Gambar : Prosesi Pernikahan |
1.Cah Rauh
Cah Rauh merupakan tahap awal perkenalan orang tua/ keluarga antar kedua belah pihak. Dalam adat Perkawinan di Aceh, Cah Rauh dilakukan oleh kerabat atau orang yang dipercaya oleh Keluarga Calon Linto Baro sebagai perantara dalam menyelesaikan berbagai kepentingan diantara pihak calon linto baro (calon mempelai lelaki) dengan pihak calon dara baro (calon mempelai perempuan), begitu pula sebaliknya, sapaan yang biasa disebut juga Seulangkee. Saat berkunjung ke rumah calon Dara Baro, Seulangkee membawa bungong jaroe seperti gula, teh, kopi, susu, roti kaleng. Beberapa hal yang dibicarakan dan dipertanyakan oleh Seulangkee pada proses ini adalah :
a.Menjelaskan mengenai maksud kedatangan Seulangkee;
b.Memastikan calon Dara Baro masih single (belum menerima pinangan seseorang);
c.Memastikan calon Dara Baro bersedia dipinang oleh calon Linto Baro.
----
- YANG PERLU DIKERJAKAN:
Berdasarkan kutipan tentang adat perkawinan Aceh di atas, barang apa saja yang disebut sebagai bungong jaroe yang dibawa Seulangkee ketika berkunjung ke rumah calon Dara Baro? Baris-baris berikut tidak berperan apa pun dalam hal ini.

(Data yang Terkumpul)
----
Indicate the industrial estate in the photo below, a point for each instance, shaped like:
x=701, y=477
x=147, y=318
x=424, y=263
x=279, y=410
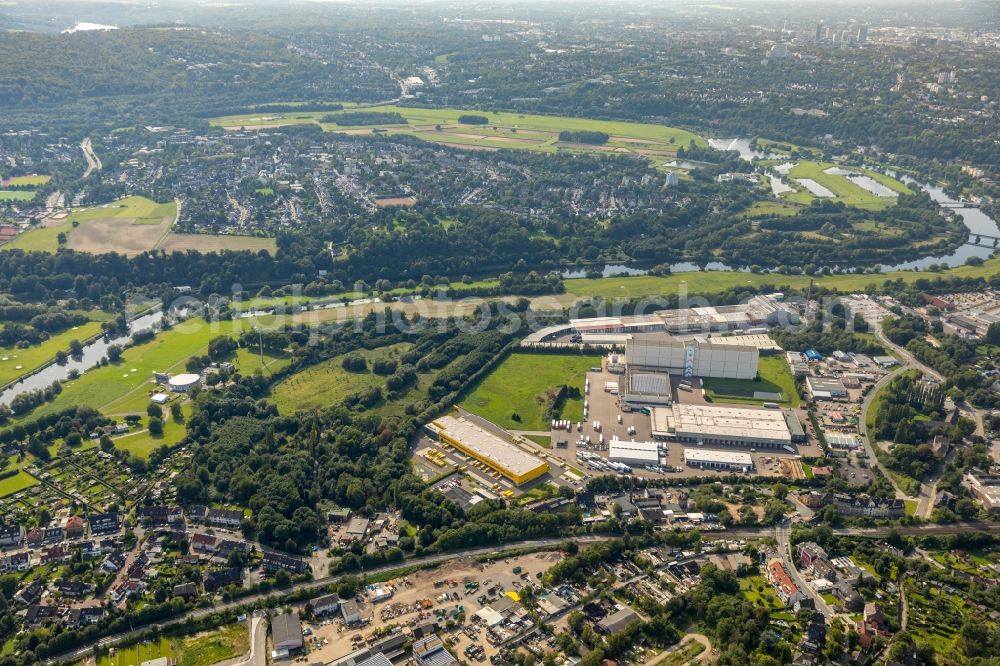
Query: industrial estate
x=520, y=333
----
- HASIL TUGAS:
Gula, teh, kopi, susu, dan roti kaleng.